▶ [Aufgabenstellung]
Geben Sie den Leitsatz im Artikel zur Rückkehr nach Mogadishu, der mit „Gesunden jungen männlichen Angehörigen“ beginnt, als knappe Stichpunktliste wieder und erhalten Sie dabei seine wesentlichen Aussagen.

▶ [Artikel]
====
Verwaltungsrecht

Keine generelle Gefahr bei Rückkehr nach Mogadishu

Aktenzeichen  20 ZB 17.31166

Datum:
20.9.2017
Rechtsgebiet:
Fundstelle:
BeckRS – 2017, 128938
Gerichtsart:
VGH
Gerichtsort:
München
Rechtsweg:
Verwaltungsgerichtsbarkeit
Normen:
EMRK Art. 3
VwGO § 124 Abs. 2 Nr. 1
AsylG §  4 Abs. 1 Nr. 3, § 78 Abs. 3 Nr. 1, Abs. 4 S. 4

 

Leitsatz

1 Die Gefahr einer unmenschlichen oder erniedrigenden Behandlung oder Bestrafung iSd Art. 3 EMRK ist von einer individuellen Bedrohung des Lebens oder der körperlichen Unversehrtheit infolge willkürlicher Gewalt im Rahmen eines bewaffneten Konflikts iSd § 4 Abs. 1 Nr. 3 AsylG zu trennen. (Rn. 3) (redaktioneller Leitsatz)
2 Allein aufgrund des Bestehens einer Bürgerkriegssituation ist nicht ersichtlich, warum gerade der konkrete Ausländer individuell der Gefahr einer unmenschlichen oder erniedrigenden Behandlung oder Bestrafung ausgesetzt sein soll. (Rn. 3) (redaktioneller Leitsatz)
3 Gesunden jungen männlichen Angehörigen droht, jedenfalls wenn sie einem Mehrheitsclan angehören, bei ihrer Rückkehr nach Mogadishu im Hinblick auf die allgemeine Versorgungslage derzeit keine extreme Gefahr, welche zur Feststellung eines Abschiebungsverbots nach § 60 Abs. 5 oder Abs. 7 AufenthG führt. (Rn. 6) (redaktioneller Leitsatz)
====
▶ [Angezeigte Einträge]
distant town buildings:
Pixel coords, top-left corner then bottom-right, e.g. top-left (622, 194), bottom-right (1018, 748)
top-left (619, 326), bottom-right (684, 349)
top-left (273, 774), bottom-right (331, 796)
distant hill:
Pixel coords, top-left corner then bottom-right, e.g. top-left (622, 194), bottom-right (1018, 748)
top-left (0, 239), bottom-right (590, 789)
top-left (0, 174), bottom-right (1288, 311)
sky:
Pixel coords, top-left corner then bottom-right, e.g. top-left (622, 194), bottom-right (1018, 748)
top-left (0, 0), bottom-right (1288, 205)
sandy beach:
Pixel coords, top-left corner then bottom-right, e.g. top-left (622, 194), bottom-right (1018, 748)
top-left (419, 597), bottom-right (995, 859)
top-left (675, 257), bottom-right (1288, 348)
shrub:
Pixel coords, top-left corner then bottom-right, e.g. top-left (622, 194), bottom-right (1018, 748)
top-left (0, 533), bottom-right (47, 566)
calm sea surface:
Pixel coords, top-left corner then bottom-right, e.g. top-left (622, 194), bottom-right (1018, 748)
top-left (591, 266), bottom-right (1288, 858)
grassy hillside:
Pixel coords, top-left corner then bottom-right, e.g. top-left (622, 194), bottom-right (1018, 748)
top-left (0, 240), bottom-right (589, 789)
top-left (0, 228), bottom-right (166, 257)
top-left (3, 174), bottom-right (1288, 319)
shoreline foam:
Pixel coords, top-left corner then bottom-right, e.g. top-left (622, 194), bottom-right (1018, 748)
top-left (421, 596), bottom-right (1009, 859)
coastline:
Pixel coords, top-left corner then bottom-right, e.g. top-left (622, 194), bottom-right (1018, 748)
====
▶ [Ergebnis]
- Personenkreis: gesunde junge männliche Angehörige, jedenfalls bei Zugehörigkeit zu einem Mehrheitsclan
- Rückkehrziel: Mogadishu
- Bezugspunkt: allgemeine Versorgungslage
- Befund: derzeit keine extreme Gefahr
- Folge: keine Feststellung eines Abschiebungsverbots nach § 60 Abs. 5 oder Abs. 7 AufenthG